■ SET PROBLEM ■
Can you turn every line of the rows below into a JSON list of strings, one string per line, with blank lines skipped and the pictures left out?

■ GIVEN ENTRIES ■
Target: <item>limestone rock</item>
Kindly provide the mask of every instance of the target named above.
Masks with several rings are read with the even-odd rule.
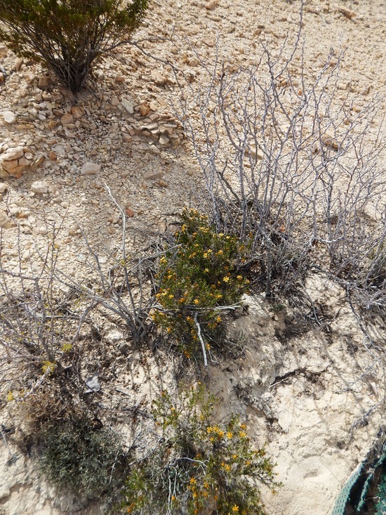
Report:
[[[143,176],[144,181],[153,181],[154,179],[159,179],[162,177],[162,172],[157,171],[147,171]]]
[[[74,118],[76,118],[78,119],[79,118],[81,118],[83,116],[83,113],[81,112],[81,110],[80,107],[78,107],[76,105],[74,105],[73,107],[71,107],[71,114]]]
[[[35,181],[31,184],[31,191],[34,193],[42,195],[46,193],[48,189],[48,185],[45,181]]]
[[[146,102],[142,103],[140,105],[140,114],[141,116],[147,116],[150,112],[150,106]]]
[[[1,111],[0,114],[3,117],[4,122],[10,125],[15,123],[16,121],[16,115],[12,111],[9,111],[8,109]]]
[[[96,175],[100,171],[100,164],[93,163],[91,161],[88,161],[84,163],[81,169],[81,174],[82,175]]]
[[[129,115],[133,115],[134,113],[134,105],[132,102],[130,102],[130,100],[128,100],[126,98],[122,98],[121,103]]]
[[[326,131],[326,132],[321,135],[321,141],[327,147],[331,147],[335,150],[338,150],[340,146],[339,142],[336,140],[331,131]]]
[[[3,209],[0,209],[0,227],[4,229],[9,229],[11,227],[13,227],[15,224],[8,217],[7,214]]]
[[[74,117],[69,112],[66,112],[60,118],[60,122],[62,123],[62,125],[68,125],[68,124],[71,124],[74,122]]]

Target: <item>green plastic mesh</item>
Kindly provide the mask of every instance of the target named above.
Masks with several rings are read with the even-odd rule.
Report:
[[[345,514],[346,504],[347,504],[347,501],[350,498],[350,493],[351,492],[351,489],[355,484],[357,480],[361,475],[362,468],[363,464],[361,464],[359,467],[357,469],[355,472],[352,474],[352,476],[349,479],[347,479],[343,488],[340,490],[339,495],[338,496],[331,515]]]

■ RESULT FOR THIS EXERCISE ■
[
  "Target: <item>limestone rock</item>",
  "Kindly provide the mask of every instance of the target named above.",
  "Masks with several rings are read with the even-odd rule.",
  "Report:",
  "[[[143,176],[144,181],[153,181],[154,179],[159,179],[162,177],[162,172],[157,171],[147,171]]]",
  "[[[74,118],[76,118],[78,119],[79,118],[81,118],[83,116],[83,113],[81,112],[81,110],[80,107],[78,107],[76,105],[74,105],[73,107],[71,107],[71,114]]]",
  "[[[35,181],[31,184],[31,191],[34,193],[42,195],[46,193],[48,189],[48,185],[45,181]]]",
  "[[[146,102],[142,103],[140,105],[140,114],[141,116],[147,116],[150,112],[150,106]]]",
  "[[[1,111],[0,114],[3,117],[4,122],[10,125],[15,123],[16,121],[16,115],[12,111],[9,111],[8,109]]]",
  "[[[96,175],[100,171],[100,164],[93,163],[91,161],[88,161],[84,163],[81,169],[81,174],[82,175]]]",
  "[[[129,115],[133,115],[134,113],[134,105],[132,102],[130,102],[130,100],[128,100],[126,98],[122,98],[121,103]]]",
  "[[[326,131],[326,132],[321,135],[321,141],[327,147],[331,147],[335,150],[338,150],[340,146],[339,142],[336,140],[331,131]]]",
  "[[[3,209],[0,209],[0,227],[4,229],[9,229],[11,227],[13,227],[15,224],[8,217],[7,214]]]",
  "[[[74,117],[69,112],[66,112],[60,118],[60,122],[62,123],[62,125],[68,125],[68,124],[71,124],[74,122]]]",
  "Target: <item>green plastic mesh</item>",
  "Kindly provide the mask of every instance of the target named above.",
  "Masks with several rings are read with the even-odd rule.",
  "Report:",
  "[[[345,514],[346,504],[347,504],[347,501],[350,498],[350,493],[351,492],[351,489],[355,484],[357,480],[361,475],[362,468],[363,464],[361,464],[359,467],[357,469],[355,472],[352,474],[352,476],[349,479],[347,479],[343,488],[340,490],[339,495],[338,496],[331,515]]]"
]